= Stated goal =
Please copy out the data below word for word, beginning at the line that contains "of the salt" and stopping at the end of the data.

= Records for processing =
================
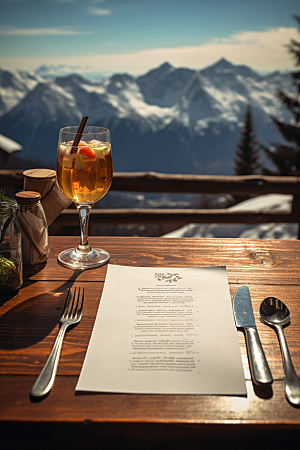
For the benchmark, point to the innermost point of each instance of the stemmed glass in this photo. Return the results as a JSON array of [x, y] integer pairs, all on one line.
[[84, 174]]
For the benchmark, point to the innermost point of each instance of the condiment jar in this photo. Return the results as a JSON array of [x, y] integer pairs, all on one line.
[[34, 229], [11, 266]]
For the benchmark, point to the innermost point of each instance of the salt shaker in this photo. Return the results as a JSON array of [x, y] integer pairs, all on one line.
[[34, 229], [11, 266]]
================
= Final result =
For the benchmark, point to the innermost point of each instance of the salt shaker in this photo. Return the results as a JSON array of [x, y] integer pairs, all on one line.
[[34, 229], [11, 266]]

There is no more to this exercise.